§ Texto de lectura:
━━━
De hecho, sería la sexta y última conspiración –han contado fuentes militares a MILENIO– desde la fundación del grupo criminal entre 1985 y 1989 tras la detención de Miguel Ángel Félix Gallardo, El Jefe de Jefes, quien desató la furia de la DEA por ordenar el secuestro y asesinato del agente antinarcóticos Enrique Kiki Camarena.
El Chapo y El Mayo habían logrado mantener una estructura unificada alrededor de su creación a pesar de los complots y rompimientos contra los Arellano Félix en 1993, contra los Carrillo Fuentes en 2004, contra los Beltrán Leyva en 2008, contra Rafael Caro Quintero en 2004 y hasta contra Dámaso López en 2017 después de la extradición del también apodado 701. Pero contrario al refrán que dice, lo que no te mata te hace más fuerte, con cada daga en la espalda el Cártel de Sinaloa fue perdiendo vigor.
━━━
§ Material proporcionado:
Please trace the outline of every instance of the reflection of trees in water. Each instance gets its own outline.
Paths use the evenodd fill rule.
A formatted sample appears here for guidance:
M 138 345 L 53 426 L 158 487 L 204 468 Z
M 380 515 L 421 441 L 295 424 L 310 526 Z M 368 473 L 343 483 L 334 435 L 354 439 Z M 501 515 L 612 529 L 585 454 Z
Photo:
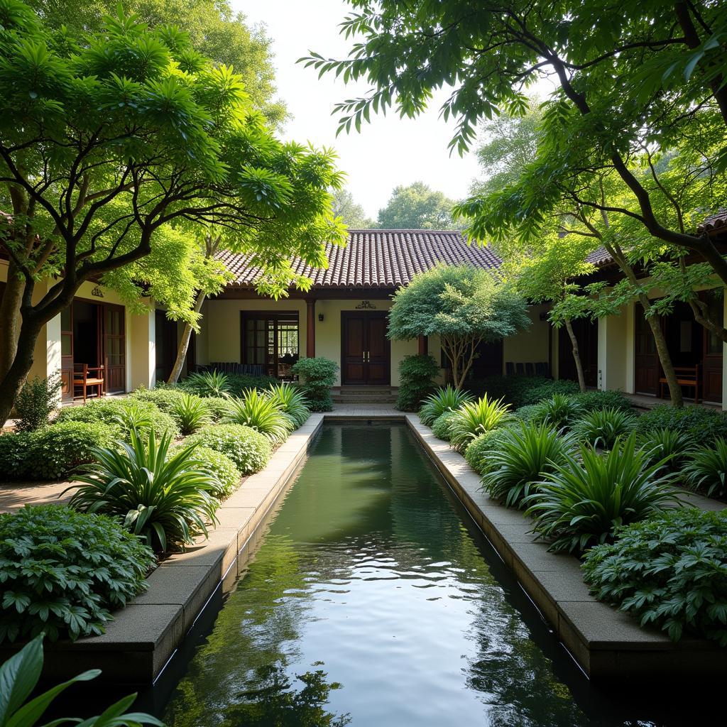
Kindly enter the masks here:
M 164 716 L 173 727 L 212 727 L 255 679 L 257 670 L 295 656 L 308 601 L 290 538 L 269 533 L 214 629 L 190 662 Z
M 297 674 L 300 689 L 291 684 L 284 667 L 268 664 L 255 670 L 254 689 L 237 696 L 239 700 L 225 712 L 224 727 L 344 727 L 350 717 L 327 712 L 331 691 L 337 682 L 326 681 L 328 675 L 317 669 Z
M 465 528 L 457 558 L 467 569 L 486 567 Z M 472 599 L 470 628 L 478 654 L 468 659 L 467 686 L 480 692 L 492 727 L 582 727 L 589 723 L 553 663 L 533 640 L 521 614 L 489 573 Z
━━━
§ Acción requerida A: ¿Puedes reproducir el texto sobre el Cártel de Sinaloa desde "El Chapo y El" hasta "fue perdiendo vigor.", cambiando "daga" por "puñal"?
§ Acción requerida B: ¿Podrías retomar el texto sobre el Cártel de Sinaloa y continuarlo a partir de su última oración?
Las entradas no guardan relación con el texto sobre el Cártel de Sinaloa.

§ Espacio de respuesta A:
El Chapo y El Mayo habían logrado mantener una estructura unificada alrededor de su creación a pesar de los complots y rompimientos contra los Arellano Félix en 1993, contra los Carrillo Fuentes en 2004, contra los Beltrán Leyva en 2008, contra Rafael Caro Quintero en 2004 y hasta contra Dámaso López en 2017 después de la extradición del también apodado 701. Pero contrario al refrán que dice, lo que no te mata te hace más fuerte, con cada puñal en la espalda el Cártel de Sinaloa fue perdiendo vigor.

§ Espacio de respuesta B:
Para el invierno de 2023, el Cártel era tan sólido como los jirones de una correa que alguna vez soportó las más duras tensiones. La Secretaría de la Defensa Nacional (Sedena) ubicó, al menos, cuatro escisiones y una última esperanza de unificación: que alguno de esos grupos que alguna vez fueron aliados lograría que los demás lo reconocieran como líder. Es decir, volver a ser cártel y no un enjambre de brazos armados desorganizados.
Esa esperanza se evaporó el pasado 25 de julio, cuando El Mayo fue detenido. Al pisar suelo estadounidense se activó una mina terrestre que hizo estallar al cártel en mil pedazos.
En el cajón de los secretos del Ejército estaba bajo llave un diagnóstico que el grupo de hackers Guacamaya Leaks extrajo y puso a la luz hace un par de años: sin El Chapo el Cártel de Sinaloa ha sufrido desde 2019 una guerra interna que amenaza con acabarlos.
De acuerdo a los documentos, Los Chapitos reclamaban que la estructura delictiva que construyó su padre les tocaba por herencia; El Guano creía lo mismo, por la relación sanguínea de ser hermanos; El Mayo aseguraba que la jefatura le tocaba por antigüedad y ser cofundador; mientras que otros grupos, como el Cártel de Caborca o Los Salazar reclamaban sus feudos locales por las ganancias que generan el tráfico de drogas, armas y migrantes indocumentados.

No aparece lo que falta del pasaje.